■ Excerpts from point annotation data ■
- - - -

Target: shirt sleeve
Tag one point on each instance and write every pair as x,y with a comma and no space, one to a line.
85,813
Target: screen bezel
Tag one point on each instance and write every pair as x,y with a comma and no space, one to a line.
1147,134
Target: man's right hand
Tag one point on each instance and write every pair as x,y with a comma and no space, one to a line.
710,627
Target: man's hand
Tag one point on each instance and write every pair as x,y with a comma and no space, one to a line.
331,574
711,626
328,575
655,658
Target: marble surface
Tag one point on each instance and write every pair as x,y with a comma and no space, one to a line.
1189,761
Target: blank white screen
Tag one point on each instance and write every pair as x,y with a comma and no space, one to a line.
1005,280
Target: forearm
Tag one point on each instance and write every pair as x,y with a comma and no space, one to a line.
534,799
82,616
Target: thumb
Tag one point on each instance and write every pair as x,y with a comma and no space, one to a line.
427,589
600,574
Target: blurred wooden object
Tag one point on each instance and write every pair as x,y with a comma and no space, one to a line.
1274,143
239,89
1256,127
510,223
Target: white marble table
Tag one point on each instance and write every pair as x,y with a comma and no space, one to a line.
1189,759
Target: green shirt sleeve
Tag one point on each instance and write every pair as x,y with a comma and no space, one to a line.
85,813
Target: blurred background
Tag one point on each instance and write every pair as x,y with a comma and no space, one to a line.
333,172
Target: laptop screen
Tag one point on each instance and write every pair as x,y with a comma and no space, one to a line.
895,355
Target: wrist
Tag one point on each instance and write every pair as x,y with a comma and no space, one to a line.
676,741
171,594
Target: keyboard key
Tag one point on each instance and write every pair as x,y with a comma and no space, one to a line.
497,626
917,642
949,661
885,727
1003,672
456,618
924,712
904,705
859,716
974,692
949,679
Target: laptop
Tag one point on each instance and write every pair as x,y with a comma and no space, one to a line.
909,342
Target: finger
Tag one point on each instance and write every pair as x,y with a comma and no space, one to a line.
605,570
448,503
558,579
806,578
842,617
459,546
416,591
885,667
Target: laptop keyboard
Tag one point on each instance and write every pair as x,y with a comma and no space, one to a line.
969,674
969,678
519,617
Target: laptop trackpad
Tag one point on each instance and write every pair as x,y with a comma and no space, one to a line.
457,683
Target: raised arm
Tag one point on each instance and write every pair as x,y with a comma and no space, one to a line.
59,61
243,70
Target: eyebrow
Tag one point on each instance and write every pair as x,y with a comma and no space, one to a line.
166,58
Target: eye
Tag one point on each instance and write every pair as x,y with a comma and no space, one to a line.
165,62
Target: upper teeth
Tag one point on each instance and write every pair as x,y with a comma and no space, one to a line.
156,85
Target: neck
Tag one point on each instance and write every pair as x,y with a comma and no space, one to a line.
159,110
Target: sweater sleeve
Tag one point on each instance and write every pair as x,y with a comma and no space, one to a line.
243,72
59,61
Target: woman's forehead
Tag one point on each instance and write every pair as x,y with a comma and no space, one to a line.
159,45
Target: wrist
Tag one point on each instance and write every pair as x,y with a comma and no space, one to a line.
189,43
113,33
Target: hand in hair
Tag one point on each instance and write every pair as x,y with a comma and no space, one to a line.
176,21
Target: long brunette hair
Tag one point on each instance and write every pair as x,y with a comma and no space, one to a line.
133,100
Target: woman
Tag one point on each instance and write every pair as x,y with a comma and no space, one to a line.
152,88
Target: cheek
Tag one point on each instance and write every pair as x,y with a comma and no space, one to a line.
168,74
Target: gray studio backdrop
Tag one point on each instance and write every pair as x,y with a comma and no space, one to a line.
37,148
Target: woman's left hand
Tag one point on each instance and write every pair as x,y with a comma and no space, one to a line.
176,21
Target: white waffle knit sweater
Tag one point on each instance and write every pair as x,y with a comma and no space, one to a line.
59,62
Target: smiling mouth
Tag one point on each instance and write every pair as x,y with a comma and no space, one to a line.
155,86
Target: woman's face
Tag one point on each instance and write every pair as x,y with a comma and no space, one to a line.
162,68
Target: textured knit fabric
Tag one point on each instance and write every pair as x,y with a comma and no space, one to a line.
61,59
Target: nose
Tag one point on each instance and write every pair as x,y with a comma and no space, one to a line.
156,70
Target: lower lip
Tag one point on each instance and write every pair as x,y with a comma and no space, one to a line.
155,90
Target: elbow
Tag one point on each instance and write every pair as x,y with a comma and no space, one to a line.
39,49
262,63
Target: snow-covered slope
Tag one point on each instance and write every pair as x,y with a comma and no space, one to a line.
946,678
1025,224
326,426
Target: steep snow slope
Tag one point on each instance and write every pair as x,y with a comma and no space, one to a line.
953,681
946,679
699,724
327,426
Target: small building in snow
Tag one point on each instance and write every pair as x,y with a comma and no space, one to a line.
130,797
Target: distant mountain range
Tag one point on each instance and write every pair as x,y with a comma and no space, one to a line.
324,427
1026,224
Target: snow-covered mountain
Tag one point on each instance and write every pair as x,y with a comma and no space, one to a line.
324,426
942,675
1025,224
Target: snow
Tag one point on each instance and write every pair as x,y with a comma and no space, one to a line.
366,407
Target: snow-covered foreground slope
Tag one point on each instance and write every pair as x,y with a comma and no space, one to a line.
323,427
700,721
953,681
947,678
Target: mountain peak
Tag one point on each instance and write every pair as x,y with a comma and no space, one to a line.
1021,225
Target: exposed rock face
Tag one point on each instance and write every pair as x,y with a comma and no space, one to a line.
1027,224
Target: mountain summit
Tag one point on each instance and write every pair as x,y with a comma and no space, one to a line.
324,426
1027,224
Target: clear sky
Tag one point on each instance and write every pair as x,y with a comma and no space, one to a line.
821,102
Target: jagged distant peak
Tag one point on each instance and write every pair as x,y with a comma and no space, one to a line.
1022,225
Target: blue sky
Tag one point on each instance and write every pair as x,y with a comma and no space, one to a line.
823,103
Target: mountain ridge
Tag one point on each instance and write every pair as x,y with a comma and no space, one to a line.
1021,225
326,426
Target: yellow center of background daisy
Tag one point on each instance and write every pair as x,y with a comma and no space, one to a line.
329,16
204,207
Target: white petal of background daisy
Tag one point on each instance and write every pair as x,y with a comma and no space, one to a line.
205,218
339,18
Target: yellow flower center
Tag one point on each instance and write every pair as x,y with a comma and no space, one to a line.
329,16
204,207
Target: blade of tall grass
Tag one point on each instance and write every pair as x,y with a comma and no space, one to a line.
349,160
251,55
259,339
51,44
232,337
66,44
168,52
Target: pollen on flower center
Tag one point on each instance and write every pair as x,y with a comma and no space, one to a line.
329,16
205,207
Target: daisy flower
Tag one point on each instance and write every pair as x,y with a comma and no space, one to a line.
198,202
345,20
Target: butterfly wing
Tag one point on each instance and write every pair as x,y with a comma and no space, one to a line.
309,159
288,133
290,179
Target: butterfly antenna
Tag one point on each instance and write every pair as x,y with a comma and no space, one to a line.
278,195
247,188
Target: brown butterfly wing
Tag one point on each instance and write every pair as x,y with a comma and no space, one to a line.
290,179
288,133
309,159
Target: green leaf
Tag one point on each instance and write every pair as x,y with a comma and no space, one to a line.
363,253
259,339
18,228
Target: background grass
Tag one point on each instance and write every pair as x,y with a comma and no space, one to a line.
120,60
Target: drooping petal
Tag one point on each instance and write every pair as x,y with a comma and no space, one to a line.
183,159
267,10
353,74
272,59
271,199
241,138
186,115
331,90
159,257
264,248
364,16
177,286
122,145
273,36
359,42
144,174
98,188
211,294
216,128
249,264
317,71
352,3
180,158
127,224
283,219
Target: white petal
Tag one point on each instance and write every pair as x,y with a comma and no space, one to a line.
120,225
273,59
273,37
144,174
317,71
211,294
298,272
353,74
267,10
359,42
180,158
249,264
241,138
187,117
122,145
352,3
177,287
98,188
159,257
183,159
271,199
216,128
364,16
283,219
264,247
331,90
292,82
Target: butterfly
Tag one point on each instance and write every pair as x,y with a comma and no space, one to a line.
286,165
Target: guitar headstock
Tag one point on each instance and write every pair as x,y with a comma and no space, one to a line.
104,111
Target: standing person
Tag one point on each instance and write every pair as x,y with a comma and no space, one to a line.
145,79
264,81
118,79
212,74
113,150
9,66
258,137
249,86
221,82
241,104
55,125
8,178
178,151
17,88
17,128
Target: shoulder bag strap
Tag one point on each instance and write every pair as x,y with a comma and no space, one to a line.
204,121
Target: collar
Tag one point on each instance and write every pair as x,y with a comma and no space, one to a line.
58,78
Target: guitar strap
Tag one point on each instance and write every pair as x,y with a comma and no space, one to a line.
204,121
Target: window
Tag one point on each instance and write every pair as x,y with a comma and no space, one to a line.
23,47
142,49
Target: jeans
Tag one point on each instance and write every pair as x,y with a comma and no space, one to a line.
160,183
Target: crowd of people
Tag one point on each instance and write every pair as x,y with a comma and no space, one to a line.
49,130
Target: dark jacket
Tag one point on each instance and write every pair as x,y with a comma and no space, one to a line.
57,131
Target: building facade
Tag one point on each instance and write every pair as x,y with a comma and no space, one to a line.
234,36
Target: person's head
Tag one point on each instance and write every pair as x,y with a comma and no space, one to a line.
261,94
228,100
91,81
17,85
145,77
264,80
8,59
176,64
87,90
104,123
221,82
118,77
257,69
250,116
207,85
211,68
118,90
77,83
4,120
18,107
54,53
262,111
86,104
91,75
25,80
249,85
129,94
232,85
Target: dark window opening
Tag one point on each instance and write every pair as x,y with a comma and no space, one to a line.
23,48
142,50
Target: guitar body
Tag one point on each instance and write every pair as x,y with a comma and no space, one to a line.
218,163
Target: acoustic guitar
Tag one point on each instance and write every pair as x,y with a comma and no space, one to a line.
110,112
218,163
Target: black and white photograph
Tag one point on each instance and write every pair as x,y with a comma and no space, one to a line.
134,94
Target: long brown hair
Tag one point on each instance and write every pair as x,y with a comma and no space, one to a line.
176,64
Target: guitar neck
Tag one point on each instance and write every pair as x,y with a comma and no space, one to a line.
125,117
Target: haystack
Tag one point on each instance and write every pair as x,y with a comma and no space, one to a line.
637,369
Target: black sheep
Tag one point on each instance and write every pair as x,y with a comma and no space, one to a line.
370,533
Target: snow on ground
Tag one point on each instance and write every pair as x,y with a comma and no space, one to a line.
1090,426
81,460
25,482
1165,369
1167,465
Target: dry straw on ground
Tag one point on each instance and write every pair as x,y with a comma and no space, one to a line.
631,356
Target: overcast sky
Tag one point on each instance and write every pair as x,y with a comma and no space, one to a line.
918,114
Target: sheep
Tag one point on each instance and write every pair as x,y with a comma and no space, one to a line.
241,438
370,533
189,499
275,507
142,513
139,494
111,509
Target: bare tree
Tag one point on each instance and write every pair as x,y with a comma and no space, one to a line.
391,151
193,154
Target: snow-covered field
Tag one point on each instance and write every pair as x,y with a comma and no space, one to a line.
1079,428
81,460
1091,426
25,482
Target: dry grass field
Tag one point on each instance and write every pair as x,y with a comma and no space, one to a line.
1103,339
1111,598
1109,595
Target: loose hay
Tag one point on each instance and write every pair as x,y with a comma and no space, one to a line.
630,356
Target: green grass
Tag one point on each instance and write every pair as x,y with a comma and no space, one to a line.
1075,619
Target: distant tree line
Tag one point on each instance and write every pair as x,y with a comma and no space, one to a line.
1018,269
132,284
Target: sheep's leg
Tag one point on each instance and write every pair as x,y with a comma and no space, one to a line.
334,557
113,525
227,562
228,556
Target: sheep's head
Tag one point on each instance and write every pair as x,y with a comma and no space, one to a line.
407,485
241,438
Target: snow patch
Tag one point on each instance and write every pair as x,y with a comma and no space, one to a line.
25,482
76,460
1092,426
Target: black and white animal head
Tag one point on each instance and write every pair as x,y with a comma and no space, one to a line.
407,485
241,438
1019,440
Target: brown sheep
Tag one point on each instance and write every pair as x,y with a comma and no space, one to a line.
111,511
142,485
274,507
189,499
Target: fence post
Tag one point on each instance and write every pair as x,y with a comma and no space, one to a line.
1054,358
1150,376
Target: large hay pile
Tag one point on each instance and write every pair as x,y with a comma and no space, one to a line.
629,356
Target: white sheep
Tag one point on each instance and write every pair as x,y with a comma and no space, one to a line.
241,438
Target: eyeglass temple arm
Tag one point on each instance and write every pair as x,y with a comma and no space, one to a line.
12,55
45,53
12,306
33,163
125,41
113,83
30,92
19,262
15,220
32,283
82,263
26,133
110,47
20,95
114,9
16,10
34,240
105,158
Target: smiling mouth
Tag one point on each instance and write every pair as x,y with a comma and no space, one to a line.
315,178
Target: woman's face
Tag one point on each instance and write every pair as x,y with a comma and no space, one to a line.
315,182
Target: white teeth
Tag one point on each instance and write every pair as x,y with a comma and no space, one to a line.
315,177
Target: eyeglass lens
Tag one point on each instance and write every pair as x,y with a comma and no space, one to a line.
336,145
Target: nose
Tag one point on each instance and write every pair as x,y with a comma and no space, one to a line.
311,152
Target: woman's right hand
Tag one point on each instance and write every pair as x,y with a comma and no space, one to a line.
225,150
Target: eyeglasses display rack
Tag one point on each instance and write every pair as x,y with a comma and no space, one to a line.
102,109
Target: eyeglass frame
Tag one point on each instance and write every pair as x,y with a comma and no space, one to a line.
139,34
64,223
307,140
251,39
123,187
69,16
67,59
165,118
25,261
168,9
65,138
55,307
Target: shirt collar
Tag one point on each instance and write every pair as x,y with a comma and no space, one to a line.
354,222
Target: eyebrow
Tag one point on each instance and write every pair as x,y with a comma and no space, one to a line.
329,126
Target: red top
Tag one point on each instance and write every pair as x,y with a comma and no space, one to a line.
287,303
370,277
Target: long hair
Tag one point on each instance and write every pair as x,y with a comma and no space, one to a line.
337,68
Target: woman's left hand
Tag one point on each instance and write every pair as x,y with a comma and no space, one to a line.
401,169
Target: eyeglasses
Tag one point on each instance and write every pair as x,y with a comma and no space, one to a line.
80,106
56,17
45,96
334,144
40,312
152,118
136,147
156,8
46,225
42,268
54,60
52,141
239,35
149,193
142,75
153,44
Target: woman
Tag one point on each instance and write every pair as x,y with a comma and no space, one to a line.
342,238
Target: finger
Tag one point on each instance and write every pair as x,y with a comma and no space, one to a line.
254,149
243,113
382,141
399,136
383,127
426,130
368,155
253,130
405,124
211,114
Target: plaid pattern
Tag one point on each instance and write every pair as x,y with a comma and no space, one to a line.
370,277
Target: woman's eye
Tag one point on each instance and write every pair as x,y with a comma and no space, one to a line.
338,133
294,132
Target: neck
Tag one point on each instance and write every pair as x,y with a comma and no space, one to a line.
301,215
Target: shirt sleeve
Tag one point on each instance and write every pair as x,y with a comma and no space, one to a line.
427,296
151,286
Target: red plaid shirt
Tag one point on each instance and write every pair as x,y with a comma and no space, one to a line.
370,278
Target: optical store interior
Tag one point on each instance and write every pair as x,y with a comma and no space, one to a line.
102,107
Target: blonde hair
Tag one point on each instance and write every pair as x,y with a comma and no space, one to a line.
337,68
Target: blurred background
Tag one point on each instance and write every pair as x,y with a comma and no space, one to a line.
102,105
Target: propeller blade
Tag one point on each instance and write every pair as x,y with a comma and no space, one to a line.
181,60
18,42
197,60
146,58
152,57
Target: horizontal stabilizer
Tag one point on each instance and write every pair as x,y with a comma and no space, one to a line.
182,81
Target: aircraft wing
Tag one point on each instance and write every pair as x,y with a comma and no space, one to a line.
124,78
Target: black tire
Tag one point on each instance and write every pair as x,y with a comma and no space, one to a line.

- - - -

■ Directions ■
Copy exactly, word for word, the line with "Target: red plaid shirt" through the final line of the listing.

■ Task response ■
Target: red plaid shirt
Tag one point on each instance and write every pair as x,y with a comma and no space, one to a line.
370,278
Target: optical store interior
Tag one point on each instance and write every pair as x,y with a comma and no space, one to a line.
102,107
Target: blonde hair
Tag one point on each instance and write every pair as x,y with a comma and no space, one to a line.
337,68
Target: blurred background
Tag one point on each instance and write every pair as x,y with a comma and no space, one to a line.
102,105
Target: propeller blade
Tag one point on each instance and write every pair as x,y with a comma and no space, one to a line.
181,60
18,42
197,60
146,58
152,57
Target: horizontal stabilizer
Tag one point on each instance and write every pair as x,y with a comma and no space, one to a line.
182,81
Target: aircraft wing
Tag one point on each instance and write every pair as x,y with a comma and no space, one to a line.
124,78
Target: black tire
Tag one point on each instance and write every pair as x,y with a comma and no space, one to a line.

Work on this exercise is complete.